In the book review below, which event in 1880 opens the account in The Age of Decadence?

Selected passage -
..........

What fools we were,” King George V told his prime minister, Ramsay MacDonald, in 1930, looking back to the era before World War I. In the context of the wartime catastrophe his generation had delivered, the king may have had a point. Arthur Balfour, prime minister from 1902 to 1905, lamented “some process of social degeneration” that “may conveniently be distinguished by the name of ‘decadence.’” Joseph Chamberlain, the most charismatic politician of the late-Victorian age, put it more pithily. “The Weary Titan,” he said in 1902, “staggers under the too vast orb of its fate.”
For many Americans today, perhaps fearing late-stage decadence and their own Weary Titan, this story may strike close to home. For in Simon Heffer’s telling, the history of Britain from 1880 to 1914 is one in which “a nation so recently not just great, but the greatest power the world had ever known, sustained in its greatness by a rule of law and parliamentary democracy, had begun its decay.”
The Age of Decadence is a successor volume to the same author’s well-regarded High Minds: The Victorians and the Birth of Modern Britain (2013), which charted Britain’s rise to “greatness” in the earlier part of the 19th century. Mr Heffer picks up here with Gladstone taking over the premiership from his great rival, Disraeli, in 1880, then guides us through the high-Victorian era into the 20th century with the accession of King Edward VII in 1901. He ends in 1914 with Britain facing an unhappy choice between a European war with Germany and a civil war in Ireland. He wisely does not include the origins of the world war substantively, avoiding the teleological danger of making everything in Britain about the war as the country hurtles toward some kind of inevitable abyss.

..........

Extracted records -
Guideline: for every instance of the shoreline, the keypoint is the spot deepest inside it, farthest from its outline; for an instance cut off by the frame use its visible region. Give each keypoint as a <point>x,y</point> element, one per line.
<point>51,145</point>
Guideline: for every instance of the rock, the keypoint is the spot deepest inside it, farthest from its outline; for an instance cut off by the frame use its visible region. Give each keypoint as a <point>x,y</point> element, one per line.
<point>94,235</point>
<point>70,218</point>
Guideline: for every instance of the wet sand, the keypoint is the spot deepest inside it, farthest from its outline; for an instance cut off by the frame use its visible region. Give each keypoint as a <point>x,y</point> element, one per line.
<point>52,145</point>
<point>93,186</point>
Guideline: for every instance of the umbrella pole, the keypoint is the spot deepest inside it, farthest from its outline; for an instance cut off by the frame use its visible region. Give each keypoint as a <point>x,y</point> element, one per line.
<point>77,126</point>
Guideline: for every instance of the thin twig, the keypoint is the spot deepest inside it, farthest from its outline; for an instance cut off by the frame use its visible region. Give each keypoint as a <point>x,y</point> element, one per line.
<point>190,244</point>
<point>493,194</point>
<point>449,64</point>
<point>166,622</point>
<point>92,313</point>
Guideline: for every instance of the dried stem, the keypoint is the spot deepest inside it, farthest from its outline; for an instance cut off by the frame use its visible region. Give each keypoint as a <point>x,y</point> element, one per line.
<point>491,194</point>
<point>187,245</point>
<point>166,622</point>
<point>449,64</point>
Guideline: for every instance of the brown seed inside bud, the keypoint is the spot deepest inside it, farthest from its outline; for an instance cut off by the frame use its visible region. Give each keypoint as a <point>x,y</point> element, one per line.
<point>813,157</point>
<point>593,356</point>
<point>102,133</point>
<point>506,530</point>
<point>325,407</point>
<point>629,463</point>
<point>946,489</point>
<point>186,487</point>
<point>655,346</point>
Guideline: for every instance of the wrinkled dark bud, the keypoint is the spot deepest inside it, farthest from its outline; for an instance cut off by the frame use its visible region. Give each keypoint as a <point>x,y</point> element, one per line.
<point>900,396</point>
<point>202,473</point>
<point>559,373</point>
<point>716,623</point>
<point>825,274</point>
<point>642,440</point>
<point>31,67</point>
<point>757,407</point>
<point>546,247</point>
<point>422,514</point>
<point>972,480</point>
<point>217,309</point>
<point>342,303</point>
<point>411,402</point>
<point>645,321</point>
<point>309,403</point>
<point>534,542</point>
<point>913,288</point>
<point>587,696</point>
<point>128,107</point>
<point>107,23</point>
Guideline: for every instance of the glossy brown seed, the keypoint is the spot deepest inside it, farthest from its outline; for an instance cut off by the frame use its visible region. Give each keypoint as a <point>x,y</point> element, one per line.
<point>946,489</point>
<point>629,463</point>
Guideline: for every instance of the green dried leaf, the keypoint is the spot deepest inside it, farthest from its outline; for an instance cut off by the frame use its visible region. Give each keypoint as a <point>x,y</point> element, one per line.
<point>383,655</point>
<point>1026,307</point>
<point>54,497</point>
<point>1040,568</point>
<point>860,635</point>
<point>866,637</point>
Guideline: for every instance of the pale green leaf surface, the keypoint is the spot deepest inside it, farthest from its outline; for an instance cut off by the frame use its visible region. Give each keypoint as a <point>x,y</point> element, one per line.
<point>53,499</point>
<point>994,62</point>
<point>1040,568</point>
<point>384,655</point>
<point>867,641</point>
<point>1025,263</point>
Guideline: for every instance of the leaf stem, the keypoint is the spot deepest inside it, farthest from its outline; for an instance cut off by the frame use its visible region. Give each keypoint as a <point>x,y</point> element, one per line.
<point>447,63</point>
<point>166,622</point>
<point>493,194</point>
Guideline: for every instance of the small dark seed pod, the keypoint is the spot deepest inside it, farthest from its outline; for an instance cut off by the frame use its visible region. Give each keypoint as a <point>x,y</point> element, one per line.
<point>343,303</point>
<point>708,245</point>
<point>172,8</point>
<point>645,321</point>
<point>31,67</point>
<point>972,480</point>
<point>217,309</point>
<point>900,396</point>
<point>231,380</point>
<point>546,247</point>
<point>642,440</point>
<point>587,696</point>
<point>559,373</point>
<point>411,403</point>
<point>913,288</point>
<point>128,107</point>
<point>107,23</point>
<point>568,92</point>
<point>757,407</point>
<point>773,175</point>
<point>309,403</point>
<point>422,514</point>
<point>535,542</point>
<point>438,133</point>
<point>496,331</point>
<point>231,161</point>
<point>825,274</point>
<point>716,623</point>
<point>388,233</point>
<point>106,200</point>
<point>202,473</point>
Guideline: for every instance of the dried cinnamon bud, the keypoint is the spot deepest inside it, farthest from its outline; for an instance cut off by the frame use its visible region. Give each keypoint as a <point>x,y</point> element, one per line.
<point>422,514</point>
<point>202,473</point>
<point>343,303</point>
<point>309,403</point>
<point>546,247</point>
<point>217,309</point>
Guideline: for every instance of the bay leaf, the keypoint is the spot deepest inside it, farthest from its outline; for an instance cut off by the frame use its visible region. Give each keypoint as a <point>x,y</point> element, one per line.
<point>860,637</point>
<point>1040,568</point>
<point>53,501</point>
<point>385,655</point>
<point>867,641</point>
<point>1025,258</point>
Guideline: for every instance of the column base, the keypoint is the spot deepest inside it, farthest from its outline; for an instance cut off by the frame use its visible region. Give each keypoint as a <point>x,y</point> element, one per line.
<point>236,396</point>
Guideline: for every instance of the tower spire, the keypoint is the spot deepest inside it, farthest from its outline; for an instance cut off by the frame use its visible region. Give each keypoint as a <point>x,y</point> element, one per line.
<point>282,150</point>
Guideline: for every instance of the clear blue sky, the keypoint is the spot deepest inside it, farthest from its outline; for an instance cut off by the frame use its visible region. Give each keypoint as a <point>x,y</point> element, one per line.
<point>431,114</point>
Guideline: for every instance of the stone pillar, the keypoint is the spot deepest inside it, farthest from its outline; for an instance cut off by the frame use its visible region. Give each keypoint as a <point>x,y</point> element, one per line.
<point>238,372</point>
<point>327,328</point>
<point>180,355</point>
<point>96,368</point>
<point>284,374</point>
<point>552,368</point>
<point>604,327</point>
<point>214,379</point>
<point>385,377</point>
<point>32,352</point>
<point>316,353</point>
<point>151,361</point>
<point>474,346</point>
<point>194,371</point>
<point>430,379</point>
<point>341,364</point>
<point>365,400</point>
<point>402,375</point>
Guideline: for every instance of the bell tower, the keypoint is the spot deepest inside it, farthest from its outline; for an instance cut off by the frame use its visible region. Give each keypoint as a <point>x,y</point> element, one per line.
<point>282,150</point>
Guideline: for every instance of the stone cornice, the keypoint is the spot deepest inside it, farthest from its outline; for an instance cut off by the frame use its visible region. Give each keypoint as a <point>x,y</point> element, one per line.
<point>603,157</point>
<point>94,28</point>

..........

Your solution - Gladstone taking over the premiership from his great rival, Disraeli.